**Document passage**

2013 seen as transition year to ‘something better’

Seen from left are Gilad Epstein, president of Canadian Friends of Beit Issie Shapiro; Miki Nachmani, chief representative at the Toronto Representative Office of Bank Hapoalim, sponsor of the breakfast seminar; Benjamin Tal, deputy chief economist of CIBC World Markets, and Benjy Maor, director of Beit Issie’s international resource development.

Economics can be an amazing thing – when it’s not busy being the dismal science. It can link luxury purchases in China with manufacturing in Ontario. Or capital gains taxes in China with that country’s rate of divorce. Or German exports to the very currency that its leader, Angela Merkel, has been questioning for years.

Recently, CIBC’s deputy chief economist Benny Tal touched on developments in Canada, the United States, China, Germany and elsewhere in presenting an analysis of the state of the world economy that was nowhere near dismal. He was addressing a breakfast meeting of the Canadian Friends of Beit Issie Shapiro in their “Mornings with Movers” series.

**List of tasks**
**1.** Which countries does the article on the 2013 economic outlook name?
**2.** Pick up the article on the 2013 economic outlook after its final sentence and keep writing.
The data that follow are not needed.

**Supplied data**
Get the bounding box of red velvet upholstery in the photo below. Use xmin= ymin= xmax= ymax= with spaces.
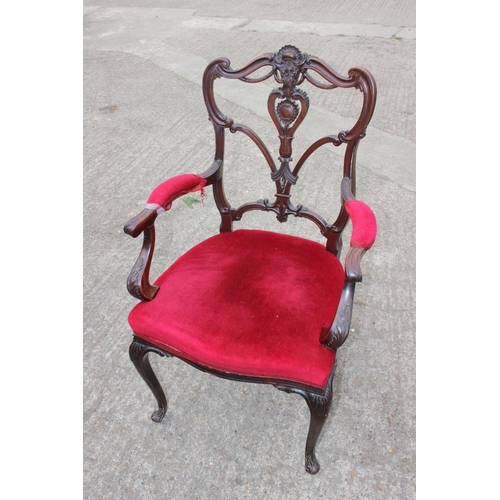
xmin=129 ymin=229 xmax=345 ymax=388
xmin=148 ymin=174 xmax=207 ymax=210
xmin=344 ymin=200 xmax=377 ymax=250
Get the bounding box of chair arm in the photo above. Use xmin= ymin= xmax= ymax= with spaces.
xmin=123 ymin=174 xmax=207 ymax=238
xmin=123 ymin=174 xmax=207 ymax=301
xmin=342 ymin=177 xmax=377 ymax=283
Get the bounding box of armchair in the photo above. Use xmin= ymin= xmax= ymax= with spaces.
xmin=124 ymin=45 xmax=377 ymax=474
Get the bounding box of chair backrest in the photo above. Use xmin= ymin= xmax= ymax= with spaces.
xmin=199 ymin=45 xmax=377 ymax=255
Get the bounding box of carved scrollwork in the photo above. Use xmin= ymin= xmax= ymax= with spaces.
xmin=127 ymin=226 xmax=160 ymax=301
xmin=322 ymin=282 xmax=355 ymax=351
xmin=203 ymin=45 xmax=376 ymax=241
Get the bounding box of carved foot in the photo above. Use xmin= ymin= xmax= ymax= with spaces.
xmin=129 ymin=337 xmax=170 ymax=423
xmin=151 ymin=406 xmax=167 ymax=423
xmin=306 ymin=451 xmax=320 ymax=474
xmin=277 ymin=363 xmax=336 ymax=474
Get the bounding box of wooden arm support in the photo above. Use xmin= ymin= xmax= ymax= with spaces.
xmin=320 ymin=281 xmax=356 ymax=351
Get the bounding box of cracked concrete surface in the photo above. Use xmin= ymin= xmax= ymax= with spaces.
xmin=83 ymin=0 xmax=416 ymax=500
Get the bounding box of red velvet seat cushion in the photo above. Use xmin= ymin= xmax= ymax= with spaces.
xmin=129 ymin=229 xmax=345 ymax=387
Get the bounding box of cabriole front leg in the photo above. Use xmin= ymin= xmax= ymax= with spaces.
xmin=129 ymin=337 xmax=171 ymax=422
xmin=278 ymin=361 xmax=337 ymax=474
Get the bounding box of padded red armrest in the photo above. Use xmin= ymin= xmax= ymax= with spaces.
xmin=146 ymin=174 xmax=207 ymax=213
xmin=344 ymin=200 xmax=377 ymax=250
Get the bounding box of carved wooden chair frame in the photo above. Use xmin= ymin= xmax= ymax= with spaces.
xmin=124 ymin=45 xmax=376 ymax=474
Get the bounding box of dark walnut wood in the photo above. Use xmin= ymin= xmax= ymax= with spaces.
xmin=124 ymin=45 xmax=376 ymax=474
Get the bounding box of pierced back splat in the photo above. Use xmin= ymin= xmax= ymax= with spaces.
xmin=203 ymin=45 xmax=376 ymax=255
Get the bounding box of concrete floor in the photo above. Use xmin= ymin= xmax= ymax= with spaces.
xmin=83 ymin=0 xmax=416 ymax=500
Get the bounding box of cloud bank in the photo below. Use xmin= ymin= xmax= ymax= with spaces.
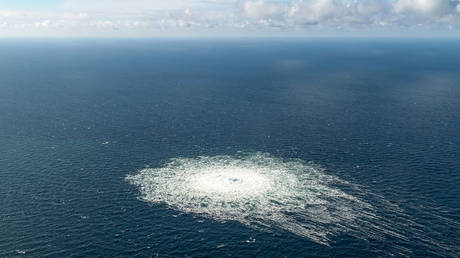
xmin=0 ymin=0 xmax=460 ymax=36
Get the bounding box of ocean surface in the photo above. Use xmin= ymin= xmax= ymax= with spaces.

**Task results**
**1.** Canada, the United States, China, Germany

**2.**
All of the worrisome speculation of a year ago has not been borne out by developments, he said. The Chinese economy experienced “a soft landing,” and not the hard crash that was feared; the U.S. economy bounced back and is on the road to recovery; the Euro was not ditched as a world currency; and in Canada, there is still some doubt as to the health of the housing market, but it is not set to collapse as it did in the United States in 2007.

All in all, 2013 proved to be “a transition year between something bad and something better – not good, but better,” Tal said.

A specialist on economic developments and their implications for North American markets,

Tal said the U.S. economy, which is growing by less than two per cent in 2013, is into a period of a “sustainable recovery. No question about it.”

Although there are factors that could “drag” the economy down, “we might see some improvement in the United States in 2014 led by a lower degree of fiscal drag, continued improvement in housing, a significant pent up demand in consumption and, importantly, the reintroduction of credit to the system.”

Likewise, the Eurozone is recovering  despite the German government’s concerns a year ago about its viability and of the future of its currency, the Euro; in fact, a healthy European economy is necessary for the export-oriented German economy. In addition, “the real estate market [in Germany] is the most attractive real estate market in the universe,” Tal said.

As for China, the government is changing gears away from a high growth orientation – it could expand at 9-10 per cent “if they want,” – to one where economic power is shifting to the consumer.

Some 250 million young Chinese people, who have never known poverty, are showing “a propensity to consume that is higher than the U.S. teen,” he said.

What’s more, they’re not interested in cheap junk. “They want quality and brand names,” Tal said.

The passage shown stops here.